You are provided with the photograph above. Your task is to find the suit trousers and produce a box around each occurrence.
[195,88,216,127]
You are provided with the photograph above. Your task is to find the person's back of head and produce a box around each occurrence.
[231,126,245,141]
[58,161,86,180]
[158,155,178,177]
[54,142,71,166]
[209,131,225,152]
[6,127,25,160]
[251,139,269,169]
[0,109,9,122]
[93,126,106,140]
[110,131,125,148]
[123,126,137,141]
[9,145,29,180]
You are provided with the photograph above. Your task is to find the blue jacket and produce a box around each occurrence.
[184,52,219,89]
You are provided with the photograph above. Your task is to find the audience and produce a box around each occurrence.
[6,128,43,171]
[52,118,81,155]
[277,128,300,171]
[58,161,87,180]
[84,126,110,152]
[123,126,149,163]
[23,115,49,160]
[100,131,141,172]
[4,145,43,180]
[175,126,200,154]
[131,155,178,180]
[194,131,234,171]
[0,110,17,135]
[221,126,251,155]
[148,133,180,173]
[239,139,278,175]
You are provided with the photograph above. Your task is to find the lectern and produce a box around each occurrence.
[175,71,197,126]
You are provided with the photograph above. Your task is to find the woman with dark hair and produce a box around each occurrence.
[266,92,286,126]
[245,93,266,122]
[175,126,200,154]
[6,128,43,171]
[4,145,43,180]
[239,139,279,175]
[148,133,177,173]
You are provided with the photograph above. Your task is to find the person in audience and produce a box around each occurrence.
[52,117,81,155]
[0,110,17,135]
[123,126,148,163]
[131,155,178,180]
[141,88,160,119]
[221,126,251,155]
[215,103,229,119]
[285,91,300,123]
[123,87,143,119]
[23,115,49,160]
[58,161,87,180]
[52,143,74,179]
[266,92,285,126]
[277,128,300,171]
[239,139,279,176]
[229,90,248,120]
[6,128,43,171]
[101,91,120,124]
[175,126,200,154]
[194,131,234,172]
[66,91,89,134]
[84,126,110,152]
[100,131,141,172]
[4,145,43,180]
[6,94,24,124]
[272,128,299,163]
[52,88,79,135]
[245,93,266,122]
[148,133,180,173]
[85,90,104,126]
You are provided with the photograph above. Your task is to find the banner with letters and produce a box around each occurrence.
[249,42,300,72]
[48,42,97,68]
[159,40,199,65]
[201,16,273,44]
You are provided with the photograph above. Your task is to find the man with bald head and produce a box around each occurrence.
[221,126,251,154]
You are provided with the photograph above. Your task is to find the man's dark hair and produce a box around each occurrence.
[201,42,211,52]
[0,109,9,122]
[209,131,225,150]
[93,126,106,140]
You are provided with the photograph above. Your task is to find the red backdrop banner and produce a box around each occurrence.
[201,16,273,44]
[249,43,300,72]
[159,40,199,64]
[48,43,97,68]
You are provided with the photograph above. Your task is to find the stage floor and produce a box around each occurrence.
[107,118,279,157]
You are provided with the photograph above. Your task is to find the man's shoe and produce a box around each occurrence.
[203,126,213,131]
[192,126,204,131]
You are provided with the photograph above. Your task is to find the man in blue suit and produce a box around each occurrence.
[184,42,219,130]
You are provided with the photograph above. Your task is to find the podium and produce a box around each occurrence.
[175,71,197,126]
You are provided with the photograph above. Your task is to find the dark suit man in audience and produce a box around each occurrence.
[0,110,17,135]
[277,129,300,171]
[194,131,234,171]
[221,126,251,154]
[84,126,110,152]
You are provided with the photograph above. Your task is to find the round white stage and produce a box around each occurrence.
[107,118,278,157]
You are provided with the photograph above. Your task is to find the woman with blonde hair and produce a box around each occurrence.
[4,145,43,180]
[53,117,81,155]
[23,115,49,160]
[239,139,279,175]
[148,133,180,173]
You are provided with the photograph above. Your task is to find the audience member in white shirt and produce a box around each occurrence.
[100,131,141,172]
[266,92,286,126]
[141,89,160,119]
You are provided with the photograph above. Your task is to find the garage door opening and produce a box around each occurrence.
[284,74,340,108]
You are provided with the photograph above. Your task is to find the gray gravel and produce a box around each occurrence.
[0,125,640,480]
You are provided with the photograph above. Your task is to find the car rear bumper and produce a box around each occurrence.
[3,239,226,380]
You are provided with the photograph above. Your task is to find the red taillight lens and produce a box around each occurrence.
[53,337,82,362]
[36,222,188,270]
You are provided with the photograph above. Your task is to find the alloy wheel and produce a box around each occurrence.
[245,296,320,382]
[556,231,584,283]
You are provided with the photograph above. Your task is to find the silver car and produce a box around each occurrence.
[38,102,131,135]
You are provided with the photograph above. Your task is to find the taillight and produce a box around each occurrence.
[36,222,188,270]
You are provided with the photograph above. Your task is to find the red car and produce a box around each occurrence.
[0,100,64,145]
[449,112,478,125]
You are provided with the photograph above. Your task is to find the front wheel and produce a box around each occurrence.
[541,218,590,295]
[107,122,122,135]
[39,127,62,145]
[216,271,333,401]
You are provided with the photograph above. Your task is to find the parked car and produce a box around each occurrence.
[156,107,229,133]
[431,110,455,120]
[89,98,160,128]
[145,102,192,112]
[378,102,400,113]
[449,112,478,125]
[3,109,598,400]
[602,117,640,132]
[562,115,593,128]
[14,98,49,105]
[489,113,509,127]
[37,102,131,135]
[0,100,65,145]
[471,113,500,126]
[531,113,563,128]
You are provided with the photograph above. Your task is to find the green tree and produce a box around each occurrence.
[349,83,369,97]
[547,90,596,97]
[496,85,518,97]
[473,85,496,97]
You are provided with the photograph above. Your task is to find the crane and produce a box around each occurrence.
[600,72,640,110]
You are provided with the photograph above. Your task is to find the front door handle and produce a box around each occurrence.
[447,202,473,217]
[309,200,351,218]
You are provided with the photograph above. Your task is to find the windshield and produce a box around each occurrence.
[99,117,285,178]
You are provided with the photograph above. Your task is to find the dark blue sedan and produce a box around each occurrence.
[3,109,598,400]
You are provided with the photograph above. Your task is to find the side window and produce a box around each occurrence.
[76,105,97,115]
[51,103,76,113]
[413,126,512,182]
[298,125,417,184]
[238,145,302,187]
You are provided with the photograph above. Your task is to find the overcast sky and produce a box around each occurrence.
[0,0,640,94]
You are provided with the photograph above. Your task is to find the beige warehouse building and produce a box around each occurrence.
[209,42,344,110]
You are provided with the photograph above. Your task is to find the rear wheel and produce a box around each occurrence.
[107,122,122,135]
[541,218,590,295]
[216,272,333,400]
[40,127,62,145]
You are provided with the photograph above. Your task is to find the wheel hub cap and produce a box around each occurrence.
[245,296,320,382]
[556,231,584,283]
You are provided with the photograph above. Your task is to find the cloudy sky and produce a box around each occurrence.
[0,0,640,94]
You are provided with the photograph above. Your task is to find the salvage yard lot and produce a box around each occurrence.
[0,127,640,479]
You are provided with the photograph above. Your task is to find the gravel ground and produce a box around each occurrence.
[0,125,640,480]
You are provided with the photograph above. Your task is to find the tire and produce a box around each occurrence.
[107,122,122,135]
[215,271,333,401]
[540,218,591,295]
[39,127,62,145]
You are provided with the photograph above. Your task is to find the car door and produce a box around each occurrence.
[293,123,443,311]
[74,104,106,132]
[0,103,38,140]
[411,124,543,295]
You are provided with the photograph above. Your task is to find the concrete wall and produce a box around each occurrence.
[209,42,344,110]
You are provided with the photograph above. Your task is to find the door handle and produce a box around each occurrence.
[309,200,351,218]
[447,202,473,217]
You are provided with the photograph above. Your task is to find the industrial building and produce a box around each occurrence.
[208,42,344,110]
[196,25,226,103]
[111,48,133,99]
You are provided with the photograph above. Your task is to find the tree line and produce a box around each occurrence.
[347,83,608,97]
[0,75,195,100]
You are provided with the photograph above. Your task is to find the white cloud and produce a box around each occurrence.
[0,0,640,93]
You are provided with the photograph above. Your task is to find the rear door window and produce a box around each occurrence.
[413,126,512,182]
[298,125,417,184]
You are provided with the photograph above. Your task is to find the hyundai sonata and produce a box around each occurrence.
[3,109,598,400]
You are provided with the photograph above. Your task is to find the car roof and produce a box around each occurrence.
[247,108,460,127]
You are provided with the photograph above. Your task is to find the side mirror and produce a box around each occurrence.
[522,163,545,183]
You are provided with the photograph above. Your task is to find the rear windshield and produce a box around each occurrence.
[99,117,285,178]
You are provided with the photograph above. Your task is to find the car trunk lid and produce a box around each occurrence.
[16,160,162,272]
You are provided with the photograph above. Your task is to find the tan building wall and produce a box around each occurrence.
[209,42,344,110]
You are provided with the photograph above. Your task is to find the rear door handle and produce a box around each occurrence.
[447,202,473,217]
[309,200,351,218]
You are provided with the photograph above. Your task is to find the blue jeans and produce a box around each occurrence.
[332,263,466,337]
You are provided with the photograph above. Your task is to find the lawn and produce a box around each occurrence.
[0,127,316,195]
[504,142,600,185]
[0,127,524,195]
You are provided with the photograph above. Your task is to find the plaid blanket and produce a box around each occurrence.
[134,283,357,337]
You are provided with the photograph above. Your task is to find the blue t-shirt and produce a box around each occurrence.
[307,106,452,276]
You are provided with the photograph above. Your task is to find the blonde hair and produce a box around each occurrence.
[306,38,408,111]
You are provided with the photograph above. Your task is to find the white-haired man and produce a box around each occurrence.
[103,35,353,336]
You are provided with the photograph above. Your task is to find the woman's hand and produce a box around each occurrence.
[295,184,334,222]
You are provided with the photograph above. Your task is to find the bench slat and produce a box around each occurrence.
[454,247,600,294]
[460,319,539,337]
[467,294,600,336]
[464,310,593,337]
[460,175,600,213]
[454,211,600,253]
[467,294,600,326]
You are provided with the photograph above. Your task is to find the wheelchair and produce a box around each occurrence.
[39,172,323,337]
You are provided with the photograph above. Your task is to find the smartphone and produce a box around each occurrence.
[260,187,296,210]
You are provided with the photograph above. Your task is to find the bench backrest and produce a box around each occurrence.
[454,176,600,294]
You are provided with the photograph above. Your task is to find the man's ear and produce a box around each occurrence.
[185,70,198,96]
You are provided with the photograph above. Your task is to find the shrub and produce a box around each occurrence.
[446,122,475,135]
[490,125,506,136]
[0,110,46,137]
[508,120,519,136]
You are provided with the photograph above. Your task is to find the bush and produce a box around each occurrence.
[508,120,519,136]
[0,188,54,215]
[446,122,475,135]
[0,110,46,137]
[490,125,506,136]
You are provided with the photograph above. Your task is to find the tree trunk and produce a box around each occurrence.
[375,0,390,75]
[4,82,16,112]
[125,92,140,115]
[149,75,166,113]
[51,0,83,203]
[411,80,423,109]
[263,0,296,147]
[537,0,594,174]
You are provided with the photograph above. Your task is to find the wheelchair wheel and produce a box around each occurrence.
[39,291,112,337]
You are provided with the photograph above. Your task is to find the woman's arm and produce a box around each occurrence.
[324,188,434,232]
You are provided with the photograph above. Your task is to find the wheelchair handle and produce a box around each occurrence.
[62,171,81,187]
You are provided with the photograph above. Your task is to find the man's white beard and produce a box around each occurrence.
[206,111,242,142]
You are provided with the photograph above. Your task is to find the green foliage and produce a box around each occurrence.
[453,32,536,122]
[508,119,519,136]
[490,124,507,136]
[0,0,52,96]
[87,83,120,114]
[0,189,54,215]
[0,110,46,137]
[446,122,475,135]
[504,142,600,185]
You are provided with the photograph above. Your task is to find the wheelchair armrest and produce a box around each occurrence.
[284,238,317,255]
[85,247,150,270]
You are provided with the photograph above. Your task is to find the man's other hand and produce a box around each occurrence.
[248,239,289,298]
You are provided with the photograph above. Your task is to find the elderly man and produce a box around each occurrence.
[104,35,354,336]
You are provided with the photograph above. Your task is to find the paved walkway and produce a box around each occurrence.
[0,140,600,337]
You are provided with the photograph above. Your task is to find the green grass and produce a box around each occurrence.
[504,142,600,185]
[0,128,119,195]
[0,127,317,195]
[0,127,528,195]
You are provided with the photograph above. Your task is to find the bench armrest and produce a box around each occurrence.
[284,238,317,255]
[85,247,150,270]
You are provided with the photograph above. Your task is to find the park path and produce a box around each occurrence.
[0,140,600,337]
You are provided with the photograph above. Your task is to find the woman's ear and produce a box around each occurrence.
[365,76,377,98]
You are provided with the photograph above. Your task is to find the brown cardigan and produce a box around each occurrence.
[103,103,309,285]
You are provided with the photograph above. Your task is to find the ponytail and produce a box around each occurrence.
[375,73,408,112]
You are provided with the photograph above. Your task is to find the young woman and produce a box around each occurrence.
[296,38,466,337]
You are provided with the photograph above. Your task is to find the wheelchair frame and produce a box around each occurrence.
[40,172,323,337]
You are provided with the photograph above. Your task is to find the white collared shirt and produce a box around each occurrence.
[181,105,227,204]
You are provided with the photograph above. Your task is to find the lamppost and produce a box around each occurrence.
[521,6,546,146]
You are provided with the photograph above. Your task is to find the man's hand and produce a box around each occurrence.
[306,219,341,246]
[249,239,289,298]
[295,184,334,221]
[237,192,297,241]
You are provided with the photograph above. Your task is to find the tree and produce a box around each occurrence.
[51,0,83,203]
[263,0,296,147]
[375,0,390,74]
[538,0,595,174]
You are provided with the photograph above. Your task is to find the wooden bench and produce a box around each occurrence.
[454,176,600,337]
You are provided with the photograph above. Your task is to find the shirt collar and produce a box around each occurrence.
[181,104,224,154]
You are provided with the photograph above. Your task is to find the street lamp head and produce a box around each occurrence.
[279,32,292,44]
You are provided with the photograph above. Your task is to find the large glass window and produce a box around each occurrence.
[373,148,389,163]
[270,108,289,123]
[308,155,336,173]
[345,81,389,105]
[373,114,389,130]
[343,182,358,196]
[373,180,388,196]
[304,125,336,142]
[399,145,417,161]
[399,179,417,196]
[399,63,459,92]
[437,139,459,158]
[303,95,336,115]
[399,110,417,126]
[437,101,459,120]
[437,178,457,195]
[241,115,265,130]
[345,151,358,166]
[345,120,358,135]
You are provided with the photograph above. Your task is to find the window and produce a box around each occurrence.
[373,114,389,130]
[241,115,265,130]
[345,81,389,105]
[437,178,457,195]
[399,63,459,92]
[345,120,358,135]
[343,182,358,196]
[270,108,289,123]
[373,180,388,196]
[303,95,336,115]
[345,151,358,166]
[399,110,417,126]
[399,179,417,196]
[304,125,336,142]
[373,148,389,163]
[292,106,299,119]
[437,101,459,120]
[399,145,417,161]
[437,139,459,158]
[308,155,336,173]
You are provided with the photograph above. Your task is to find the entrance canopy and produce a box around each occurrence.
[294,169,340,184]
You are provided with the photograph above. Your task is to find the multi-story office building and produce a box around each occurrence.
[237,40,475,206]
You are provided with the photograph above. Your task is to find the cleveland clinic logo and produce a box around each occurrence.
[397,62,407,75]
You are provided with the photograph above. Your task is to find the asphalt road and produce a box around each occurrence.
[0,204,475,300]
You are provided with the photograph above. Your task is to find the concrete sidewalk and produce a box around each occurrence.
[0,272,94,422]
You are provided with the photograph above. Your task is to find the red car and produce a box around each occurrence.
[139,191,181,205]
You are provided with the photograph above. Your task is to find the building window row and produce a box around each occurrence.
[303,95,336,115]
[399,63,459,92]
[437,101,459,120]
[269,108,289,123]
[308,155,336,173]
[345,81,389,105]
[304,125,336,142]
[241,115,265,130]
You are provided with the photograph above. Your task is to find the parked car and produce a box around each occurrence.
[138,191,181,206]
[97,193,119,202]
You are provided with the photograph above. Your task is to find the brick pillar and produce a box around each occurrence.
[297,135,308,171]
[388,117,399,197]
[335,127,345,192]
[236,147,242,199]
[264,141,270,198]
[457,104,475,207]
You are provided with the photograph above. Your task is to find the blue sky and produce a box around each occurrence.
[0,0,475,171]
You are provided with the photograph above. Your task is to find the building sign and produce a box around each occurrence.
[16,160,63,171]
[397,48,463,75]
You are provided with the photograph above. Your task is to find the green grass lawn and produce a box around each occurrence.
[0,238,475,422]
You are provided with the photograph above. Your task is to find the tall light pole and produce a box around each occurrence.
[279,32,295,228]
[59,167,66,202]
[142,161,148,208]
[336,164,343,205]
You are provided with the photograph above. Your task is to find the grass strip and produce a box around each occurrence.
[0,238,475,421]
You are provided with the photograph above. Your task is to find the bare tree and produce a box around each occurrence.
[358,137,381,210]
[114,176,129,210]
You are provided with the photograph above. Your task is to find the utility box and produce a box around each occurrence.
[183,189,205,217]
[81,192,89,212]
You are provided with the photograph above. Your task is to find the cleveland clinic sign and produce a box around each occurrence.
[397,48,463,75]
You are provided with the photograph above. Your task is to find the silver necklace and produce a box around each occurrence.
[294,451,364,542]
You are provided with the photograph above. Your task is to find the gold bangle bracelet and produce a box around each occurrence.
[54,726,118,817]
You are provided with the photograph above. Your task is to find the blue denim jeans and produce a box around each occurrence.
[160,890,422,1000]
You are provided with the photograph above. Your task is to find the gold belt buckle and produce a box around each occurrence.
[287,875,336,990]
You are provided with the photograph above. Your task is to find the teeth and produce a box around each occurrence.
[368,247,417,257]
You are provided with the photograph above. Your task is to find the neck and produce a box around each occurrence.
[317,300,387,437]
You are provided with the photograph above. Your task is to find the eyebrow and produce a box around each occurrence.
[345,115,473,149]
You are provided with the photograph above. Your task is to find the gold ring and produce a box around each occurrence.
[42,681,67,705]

━━━━━━━━━━

_Short problem_
Reproduce the items between the line holding "find the white-haired" and the line holding "[260,187,296,210]", inclusive, with "wheelchair" replaced by "mobility scooter" and nothing else altered.

_Task result_
You are provided with the photograph above. Your task is to find the white-haired man and produce a box around each occurrence.
[103,35,353,336]
You are provided with the photograph above. Your task is to find the woman's hand and produce a box around each occurrence.
[295,184,334,222]
You are provided with the photograph above. Your task is to find the bench slat and produce a box around each occurrence.
[454,247,600,294]
[460,319,539,337]
[467,294,600,336]
[464,310,593,337]
[460,175,600,213]
[454,211,600,253]
[467,294,600,326]
You are provided with the photograph above. Your task is to find the mobility scooter and produce a box around each occurrence.
[39,172,323,337]
You are provided with the photograph above. Your task is to find the smartphone and produce a box around each occurrence.
[260,187,296,210]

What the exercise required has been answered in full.